---- MATERIAL SUPPLIED

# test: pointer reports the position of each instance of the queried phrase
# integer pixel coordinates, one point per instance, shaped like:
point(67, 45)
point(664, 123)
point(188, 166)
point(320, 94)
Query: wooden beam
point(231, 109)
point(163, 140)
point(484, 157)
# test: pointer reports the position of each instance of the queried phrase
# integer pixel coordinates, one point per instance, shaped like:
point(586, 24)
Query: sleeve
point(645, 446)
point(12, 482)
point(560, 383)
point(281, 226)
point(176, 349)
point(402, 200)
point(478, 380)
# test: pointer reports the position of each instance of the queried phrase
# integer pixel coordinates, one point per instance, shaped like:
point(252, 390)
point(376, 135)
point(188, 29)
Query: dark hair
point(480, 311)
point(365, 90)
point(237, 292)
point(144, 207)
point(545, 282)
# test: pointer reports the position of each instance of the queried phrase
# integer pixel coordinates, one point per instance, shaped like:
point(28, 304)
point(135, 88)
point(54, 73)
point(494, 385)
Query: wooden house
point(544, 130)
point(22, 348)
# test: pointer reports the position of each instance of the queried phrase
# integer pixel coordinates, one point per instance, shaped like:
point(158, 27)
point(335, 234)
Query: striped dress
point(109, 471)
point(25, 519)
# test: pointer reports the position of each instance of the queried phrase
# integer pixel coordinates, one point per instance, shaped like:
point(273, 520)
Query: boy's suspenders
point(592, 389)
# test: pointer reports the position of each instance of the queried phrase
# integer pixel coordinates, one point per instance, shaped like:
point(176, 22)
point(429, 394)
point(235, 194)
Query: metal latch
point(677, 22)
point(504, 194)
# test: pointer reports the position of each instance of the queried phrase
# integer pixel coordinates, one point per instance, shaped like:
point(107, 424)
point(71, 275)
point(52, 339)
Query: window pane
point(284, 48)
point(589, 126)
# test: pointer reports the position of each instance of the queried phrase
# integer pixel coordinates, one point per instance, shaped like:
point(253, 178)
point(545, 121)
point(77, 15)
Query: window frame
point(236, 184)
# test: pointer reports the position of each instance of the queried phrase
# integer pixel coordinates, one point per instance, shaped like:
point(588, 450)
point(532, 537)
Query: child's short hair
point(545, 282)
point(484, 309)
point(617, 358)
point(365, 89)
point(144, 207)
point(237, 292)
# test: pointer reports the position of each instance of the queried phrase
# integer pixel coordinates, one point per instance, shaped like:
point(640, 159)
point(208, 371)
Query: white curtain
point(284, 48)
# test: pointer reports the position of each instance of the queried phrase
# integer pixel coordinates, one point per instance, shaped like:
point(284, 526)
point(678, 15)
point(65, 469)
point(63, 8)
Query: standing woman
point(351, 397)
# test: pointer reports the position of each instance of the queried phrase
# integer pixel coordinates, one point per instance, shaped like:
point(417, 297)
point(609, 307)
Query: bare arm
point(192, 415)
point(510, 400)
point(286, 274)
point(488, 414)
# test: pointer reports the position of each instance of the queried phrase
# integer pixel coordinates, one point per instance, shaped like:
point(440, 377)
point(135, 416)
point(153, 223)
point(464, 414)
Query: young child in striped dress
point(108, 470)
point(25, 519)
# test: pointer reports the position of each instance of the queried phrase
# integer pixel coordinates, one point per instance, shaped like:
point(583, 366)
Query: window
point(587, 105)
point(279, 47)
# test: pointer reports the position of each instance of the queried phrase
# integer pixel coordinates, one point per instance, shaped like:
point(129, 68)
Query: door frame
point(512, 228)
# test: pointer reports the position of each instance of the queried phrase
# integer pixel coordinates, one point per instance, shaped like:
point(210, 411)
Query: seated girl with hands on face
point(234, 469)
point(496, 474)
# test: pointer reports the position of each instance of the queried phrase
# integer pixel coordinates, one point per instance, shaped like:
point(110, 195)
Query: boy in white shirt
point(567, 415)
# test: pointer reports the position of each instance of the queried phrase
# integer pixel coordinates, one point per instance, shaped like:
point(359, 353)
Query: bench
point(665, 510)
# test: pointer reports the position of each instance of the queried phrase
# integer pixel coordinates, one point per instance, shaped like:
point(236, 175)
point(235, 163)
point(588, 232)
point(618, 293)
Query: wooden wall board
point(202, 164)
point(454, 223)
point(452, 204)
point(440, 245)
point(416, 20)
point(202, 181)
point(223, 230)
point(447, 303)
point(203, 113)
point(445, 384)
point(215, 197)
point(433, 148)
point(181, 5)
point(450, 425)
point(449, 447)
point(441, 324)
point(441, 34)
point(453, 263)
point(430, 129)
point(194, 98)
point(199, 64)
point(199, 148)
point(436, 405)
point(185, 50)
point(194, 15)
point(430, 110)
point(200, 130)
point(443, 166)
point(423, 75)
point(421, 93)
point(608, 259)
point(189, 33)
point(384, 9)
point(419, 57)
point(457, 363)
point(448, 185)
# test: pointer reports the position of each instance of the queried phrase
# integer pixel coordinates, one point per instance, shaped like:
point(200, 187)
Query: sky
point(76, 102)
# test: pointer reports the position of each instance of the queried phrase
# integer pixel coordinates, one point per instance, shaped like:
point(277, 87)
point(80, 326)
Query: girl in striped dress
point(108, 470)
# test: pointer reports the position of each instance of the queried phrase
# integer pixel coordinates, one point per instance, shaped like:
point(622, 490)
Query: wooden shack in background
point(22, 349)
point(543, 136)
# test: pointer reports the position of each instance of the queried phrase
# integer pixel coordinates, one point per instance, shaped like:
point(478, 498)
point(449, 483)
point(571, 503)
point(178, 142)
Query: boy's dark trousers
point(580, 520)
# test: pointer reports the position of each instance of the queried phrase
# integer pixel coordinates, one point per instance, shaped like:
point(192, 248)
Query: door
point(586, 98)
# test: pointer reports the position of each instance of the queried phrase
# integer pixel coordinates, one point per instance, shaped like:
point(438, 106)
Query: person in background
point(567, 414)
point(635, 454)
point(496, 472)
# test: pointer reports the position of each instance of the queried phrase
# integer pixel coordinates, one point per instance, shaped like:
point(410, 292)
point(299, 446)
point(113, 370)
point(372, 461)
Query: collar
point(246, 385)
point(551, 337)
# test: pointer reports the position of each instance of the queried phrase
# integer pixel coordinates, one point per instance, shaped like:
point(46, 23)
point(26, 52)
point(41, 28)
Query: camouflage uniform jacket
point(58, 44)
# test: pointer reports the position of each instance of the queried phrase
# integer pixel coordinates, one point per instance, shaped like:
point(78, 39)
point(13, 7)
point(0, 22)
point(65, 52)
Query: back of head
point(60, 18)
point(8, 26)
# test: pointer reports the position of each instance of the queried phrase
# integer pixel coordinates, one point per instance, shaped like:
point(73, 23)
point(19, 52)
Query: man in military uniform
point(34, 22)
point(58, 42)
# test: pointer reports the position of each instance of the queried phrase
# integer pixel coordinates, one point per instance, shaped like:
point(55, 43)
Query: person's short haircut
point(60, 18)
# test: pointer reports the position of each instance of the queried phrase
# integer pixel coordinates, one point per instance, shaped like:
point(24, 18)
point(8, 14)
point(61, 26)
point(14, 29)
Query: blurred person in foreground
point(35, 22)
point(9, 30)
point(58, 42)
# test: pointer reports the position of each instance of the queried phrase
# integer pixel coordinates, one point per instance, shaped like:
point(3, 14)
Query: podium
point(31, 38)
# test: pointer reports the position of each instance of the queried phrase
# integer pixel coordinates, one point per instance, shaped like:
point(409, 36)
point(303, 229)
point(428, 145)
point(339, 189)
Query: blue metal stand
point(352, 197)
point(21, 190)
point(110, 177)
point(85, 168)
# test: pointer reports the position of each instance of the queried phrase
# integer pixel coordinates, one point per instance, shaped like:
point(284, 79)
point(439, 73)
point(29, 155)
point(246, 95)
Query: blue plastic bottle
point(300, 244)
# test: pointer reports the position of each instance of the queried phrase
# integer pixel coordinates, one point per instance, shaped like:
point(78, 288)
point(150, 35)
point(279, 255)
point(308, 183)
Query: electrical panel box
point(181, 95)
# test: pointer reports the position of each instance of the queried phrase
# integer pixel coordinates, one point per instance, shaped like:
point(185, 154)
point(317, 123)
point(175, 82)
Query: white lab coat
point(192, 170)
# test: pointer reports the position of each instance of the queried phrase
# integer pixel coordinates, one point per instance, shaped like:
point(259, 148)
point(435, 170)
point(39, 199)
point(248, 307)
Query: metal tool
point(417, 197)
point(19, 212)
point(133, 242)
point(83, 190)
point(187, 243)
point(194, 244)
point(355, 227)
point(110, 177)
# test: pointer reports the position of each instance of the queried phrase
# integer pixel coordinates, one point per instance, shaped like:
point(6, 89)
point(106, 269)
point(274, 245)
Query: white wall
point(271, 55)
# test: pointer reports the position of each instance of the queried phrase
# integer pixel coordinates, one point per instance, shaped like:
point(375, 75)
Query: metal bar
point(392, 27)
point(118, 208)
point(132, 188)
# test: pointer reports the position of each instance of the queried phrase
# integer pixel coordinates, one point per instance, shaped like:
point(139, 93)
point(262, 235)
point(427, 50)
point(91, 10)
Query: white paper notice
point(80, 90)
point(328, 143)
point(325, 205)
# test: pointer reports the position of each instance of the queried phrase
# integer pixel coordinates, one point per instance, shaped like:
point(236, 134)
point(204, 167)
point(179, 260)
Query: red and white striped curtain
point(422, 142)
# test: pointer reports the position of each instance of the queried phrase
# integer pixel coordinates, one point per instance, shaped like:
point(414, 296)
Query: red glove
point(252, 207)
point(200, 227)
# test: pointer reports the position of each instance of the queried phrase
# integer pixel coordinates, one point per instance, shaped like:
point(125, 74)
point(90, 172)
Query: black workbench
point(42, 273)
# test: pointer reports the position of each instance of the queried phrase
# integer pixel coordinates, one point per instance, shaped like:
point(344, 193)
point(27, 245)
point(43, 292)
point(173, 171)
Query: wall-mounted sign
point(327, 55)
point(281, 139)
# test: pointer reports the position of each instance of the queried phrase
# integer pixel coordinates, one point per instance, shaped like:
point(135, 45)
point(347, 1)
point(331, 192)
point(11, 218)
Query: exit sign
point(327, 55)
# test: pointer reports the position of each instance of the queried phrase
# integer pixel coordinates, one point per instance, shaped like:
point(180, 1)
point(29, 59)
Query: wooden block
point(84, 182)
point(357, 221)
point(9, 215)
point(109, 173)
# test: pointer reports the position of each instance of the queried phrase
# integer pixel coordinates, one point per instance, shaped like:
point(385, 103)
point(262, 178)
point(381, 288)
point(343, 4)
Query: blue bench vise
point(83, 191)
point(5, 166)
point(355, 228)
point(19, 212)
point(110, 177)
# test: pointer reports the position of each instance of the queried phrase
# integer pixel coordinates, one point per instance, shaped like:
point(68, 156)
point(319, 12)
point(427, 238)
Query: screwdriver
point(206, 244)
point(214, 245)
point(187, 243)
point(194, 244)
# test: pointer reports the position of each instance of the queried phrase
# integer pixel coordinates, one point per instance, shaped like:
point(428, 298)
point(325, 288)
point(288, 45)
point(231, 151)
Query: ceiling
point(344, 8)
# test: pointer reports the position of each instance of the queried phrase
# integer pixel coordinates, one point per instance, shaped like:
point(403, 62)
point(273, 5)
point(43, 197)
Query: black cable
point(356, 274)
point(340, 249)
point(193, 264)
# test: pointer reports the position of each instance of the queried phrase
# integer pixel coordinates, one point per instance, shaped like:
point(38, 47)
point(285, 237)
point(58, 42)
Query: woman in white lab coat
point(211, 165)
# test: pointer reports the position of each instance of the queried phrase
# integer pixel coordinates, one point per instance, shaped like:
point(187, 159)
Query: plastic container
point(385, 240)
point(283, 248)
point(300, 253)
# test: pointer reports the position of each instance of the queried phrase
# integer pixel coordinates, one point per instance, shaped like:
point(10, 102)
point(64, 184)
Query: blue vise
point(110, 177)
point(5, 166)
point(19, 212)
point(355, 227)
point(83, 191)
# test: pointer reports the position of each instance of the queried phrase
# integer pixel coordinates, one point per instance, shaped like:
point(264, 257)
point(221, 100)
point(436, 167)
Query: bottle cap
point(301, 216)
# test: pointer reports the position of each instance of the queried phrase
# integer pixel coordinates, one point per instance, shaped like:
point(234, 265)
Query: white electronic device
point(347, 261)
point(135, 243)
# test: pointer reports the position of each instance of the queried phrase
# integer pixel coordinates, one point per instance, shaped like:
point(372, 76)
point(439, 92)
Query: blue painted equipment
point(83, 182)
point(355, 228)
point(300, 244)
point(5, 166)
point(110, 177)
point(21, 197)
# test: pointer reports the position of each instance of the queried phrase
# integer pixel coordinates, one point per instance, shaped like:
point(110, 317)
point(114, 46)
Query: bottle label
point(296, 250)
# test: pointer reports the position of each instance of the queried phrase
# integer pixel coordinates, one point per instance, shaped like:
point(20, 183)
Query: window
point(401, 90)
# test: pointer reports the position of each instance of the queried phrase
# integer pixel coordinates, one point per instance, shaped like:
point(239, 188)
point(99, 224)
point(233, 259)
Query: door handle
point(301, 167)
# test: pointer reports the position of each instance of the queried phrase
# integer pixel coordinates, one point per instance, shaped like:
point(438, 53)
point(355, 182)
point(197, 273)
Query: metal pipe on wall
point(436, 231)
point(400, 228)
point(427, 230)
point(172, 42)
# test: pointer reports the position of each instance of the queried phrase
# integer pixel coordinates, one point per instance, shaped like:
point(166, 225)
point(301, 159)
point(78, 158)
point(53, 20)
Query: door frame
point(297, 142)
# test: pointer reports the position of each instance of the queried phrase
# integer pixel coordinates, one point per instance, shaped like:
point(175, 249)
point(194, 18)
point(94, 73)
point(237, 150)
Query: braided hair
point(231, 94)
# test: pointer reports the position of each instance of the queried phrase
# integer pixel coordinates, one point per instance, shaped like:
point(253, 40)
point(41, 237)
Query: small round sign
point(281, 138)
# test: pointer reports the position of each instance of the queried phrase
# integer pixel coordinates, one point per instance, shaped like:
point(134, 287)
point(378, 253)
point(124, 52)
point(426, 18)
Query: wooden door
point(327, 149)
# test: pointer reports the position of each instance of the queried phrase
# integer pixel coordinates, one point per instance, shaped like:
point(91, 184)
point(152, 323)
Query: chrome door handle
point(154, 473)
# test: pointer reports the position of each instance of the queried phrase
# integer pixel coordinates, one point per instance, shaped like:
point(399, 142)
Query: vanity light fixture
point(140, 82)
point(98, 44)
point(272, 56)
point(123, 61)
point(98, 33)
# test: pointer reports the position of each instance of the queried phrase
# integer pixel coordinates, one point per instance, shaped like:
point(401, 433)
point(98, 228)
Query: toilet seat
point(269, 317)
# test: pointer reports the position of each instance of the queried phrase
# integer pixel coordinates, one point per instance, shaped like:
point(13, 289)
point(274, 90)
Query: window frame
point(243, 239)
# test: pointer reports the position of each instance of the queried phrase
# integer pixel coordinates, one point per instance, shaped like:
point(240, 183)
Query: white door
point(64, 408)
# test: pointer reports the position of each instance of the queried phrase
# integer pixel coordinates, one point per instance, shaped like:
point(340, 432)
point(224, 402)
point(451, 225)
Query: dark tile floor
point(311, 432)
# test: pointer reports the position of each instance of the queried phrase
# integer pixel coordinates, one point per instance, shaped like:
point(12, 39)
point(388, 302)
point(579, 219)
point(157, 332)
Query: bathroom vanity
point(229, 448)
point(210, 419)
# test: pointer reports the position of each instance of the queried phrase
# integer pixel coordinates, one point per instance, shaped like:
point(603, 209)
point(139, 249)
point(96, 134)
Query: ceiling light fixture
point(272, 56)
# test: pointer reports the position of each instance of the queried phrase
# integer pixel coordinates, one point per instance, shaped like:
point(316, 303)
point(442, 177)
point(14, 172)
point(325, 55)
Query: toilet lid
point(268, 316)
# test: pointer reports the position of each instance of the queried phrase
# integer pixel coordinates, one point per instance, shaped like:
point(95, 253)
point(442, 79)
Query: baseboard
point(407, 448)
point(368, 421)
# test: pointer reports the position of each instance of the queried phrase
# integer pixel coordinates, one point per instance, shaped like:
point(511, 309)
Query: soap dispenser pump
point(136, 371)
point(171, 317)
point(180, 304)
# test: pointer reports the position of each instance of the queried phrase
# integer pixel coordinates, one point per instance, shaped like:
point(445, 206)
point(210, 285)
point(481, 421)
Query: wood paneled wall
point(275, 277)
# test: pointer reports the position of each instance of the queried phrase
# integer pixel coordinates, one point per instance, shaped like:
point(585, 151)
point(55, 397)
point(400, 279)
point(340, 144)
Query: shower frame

--------

_TASK DESCRIPTION:_ Copy everything from the start of the material down to and including the line containing "point(236, 184)", replacing "pointer" with "locator" throughout and leaving everything else unchanged.

_COMPLETE ANSWER:_
# test: locator reports the position of each instance of the queried phrase
# integer pixel coordinates, one point per instance, shaped like:
point(67, 45)
point(664, 123)
point(188, 166)
point(320, 94)
Query: wooden beam
point(231, 109)
point(163, 140)
point(484, 157)
# test: locator reports the position of each instance of the queried phrase
# integer pixel coordinates, one point per instance, shaped like:
point(586, 24)
Query: sleeve
point(645, 446)
point(12, 482)
point(560, 383)
point(281, 226)
point(176, 349)
point(402, 200)
point(478, 380)
# test: locator reports the position of each instance of the queried phrase
# integer pixel coordinates, one point per instance, shaped like:
point(252, 390)
point(376, 135)
point(188, 29)
Query: dark hair
point(480, 311)
point(365, 90)
point(237, 292)
point(144, 207)
point(545, 282)
# test: locator reports the position of each instance of the queried phrase
# integer pixel coordinates, one point per instance, shaped like:
point(28, 304)
point(135, 88)
point(54, 73)
point(494, 385)
Query: wooden house
point(544, 130)
point(22, 348)
# test: locator reports the position of each instance of the queried phrase
# integer pixel coordinates, one point per instance, shaped like:
point(158, 27)
point(335, 234)
Query: striped dress
point(109, 471)
point(25, 519)
# test: locator reports the position of each instance of the queried phrase
# integer pixel coordinates, one point per instance, shaped like:
point(273, 520)
Query: boy's suspenders
point(592, 389)
# test: locator reports the position of each instance of the queried phrase
# integer pixel coordinates, one point per instance, shaped like:
point(176, 22)
point(429, 394)
point(235, 194)
Query: metal latch
point(677, 22)
point(504, 194)
# test: locator reports the position of each instance of the queried phrase
# integer pixel coordinates, one point per instance, shaped like:
point(107, 424)
point(71, 275)
point(52, 339)
Query: window pane
point(284, 48)
point(589, 126)
# test: locator reports the position of each instance of the queried phrase
# integer pixel coordinates, one point per instance, shaped like:
point(253, 178)
point(545, 121)
point(77, 15)
Query: window frame
point(236, 184)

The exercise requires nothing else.